Stated goal =
Could you print every record below exactly as it appears?

Collection entries
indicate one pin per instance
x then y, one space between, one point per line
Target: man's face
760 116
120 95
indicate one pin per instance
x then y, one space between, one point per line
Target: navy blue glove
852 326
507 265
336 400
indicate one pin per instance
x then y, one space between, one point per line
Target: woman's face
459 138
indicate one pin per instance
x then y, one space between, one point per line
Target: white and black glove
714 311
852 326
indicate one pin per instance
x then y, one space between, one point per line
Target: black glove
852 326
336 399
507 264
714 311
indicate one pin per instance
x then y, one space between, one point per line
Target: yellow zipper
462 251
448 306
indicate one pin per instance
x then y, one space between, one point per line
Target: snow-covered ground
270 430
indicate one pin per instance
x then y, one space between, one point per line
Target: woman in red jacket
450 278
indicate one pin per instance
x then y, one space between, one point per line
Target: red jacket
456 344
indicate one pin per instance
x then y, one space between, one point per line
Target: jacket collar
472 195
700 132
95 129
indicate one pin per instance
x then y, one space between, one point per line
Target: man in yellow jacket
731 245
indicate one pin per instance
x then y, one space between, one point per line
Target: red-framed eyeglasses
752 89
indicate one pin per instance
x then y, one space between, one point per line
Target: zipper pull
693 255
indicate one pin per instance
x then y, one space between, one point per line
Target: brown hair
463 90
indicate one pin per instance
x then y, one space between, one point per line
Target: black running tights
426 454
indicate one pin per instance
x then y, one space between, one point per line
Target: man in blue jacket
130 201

Answer =
indicate one pin per instance
x then y, one space between, one point per line
Target: man's face
760 116
120 95
indicate one pin per instance
x then y, one space between, one point per line
Target: navy blue glove
852 326
507 265
336 400
indicate one pin per instance
x then y, one space between, one point per line
Target: woman's face
459 138
indicate one pin per instance
x then y, one space between, one point per line
Target: white and black glove
714 311
852 326
indicate one pin per instance
x then y, one space between, one point per line
Target: black glove
852 326
336 399
507 264
714 311
indicate one pin per instance
x then y, one space between, one point per line
Target: yellow zipper
462 251
448 306
indicate one pin per instance
x then y, one space between, one point per line
Target: snow-covered ground
270 430
indicate one pin per instance
x then y, one space between, one point per line
Target: woman in red jacket
450 278
indicate one pin per instance
x then y, one space between, one point per line
Target: red jacket
456 344
indicate one pin per instance
x then y, one space between, one point per line
Target: jacket collar
472 195
700 132
95 129
indicate one pin per instance
x then y, one space between, one point per line
Target: man in yellow jacket
731 245
indicate one pin per instance
x then y, one space between, one point per line
Target: red-framed eyeglasses
752 89
indicate one pin per instance
x then y, one space between, one point per line
Target: zipper pull
693 255
indicate one pin per instance
x then y, one space between, one point per line
Target: brown hair
463 90
indicate one pin per instance
x then y, one space between, one point per line
Target: black running tights
426 454
indicate one pin per instance
x then y, one space between, one point per line
Target: man in blue jacket
130 201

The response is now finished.